Stored records:
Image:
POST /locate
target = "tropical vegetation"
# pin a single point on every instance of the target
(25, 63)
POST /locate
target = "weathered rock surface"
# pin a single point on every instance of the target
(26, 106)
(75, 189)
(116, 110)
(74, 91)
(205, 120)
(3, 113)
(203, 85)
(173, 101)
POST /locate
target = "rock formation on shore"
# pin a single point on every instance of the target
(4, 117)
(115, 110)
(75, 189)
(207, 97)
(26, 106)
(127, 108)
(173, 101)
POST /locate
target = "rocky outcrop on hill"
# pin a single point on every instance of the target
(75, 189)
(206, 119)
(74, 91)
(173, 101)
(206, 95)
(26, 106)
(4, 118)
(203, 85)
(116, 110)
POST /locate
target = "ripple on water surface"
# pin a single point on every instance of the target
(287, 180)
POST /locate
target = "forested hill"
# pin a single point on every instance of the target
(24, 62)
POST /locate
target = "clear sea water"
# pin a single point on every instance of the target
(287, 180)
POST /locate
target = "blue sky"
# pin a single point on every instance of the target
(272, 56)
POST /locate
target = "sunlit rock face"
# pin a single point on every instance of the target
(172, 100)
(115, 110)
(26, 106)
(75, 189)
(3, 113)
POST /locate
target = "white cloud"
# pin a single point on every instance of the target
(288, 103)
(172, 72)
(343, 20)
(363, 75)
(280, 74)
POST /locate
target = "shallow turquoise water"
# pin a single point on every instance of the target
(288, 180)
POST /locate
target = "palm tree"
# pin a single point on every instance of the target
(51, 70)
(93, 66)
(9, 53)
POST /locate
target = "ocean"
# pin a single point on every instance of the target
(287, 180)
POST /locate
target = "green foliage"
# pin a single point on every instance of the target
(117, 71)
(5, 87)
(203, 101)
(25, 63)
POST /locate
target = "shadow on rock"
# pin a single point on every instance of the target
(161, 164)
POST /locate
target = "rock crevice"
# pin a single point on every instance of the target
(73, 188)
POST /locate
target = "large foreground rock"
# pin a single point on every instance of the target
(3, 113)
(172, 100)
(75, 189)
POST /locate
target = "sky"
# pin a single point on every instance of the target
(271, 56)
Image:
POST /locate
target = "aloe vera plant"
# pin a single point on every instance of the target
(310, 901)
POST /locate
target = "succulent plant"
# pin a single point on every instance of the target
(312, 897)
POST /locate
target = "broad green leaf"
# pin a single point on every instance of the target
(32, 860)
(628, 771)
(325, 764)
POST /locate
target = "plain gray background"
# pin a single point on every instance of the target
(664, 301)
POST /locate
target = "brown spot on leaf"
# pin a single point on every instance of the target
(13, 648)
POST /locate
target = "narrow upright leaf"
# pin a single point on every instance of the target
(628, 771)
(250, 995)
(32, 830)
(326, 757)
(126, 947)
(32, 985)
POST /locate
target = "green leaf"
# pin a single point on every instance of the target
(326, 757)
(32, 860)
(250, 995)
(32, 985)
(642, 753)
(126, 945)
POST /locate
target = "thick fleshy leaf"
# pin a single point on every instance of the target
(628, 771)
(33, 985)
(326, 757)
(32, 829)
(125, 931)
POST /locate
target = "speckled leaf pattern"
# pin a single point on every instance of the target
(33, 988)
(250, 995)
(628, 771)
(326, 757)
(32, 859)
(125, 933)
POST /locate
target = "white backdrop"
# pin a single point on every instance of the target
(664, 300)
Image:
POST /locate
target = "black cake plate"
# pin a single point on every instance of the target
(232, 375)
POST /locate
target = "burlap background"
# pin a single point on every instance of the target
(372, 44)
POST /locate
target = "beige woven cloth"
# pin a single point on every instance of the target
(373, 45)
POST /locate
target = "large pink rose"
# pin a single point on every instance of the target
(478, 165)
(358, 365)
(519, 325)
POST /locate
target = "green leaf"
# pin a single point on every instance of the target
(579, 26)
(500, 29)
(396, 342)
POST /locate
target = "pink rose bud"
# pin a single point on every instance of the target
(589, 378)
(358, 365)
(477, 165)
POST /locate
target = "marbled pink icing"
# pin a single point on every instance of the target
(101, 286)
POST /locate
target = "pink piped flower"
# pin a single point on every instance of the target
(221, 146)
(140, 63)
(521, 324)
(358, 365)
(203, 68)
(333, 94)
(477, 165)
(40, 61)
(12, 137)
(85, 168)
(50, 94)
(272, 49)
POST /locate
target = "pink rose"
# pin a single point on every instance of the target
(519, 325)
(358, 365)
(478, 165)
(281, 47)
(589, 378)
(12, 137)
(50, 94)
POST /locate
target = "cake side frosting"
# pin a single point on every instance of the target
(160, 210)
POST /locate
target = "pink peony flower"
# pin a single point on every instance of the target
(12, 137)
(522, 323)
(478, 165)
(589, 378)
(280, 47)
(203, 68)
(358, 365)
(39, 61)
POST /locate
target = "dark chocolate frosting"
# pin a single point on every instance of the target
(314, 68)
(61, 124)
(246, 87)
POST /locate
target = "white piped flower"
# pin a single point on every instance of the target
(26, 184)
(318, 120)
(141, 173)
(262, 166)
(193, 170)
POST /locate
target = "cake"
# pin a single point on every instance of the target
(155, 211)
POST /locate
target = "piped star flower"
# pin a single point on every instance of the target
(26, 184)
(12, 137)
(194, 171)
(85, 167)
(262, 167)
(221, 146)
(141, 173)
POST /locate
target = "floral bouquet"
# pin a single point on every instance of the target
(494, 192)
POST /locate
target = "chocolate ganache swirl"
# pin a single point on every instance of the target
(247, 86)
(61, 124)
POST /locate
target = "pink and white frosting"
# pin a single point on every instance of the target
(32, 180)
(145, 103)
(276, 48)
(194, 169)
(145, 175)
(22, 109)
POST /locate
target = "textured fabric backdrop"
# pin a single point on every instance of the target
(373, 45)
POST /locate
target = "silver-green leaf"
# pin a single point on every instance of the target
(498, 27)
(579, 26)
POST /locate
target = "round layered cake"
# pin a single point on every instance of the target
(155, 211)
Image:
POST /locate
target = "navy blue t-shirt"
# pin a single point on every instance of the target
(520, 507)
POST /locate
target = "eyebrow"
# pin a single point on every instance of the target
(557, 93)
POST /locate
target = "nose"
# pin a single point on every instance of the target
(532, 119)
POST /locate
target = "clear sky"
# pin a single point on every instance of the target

> _Work instruction_
Each line in the records above that contains the word "clear" must be copied.

> _Task result_
target = "clear sea water"
target = "clear sky"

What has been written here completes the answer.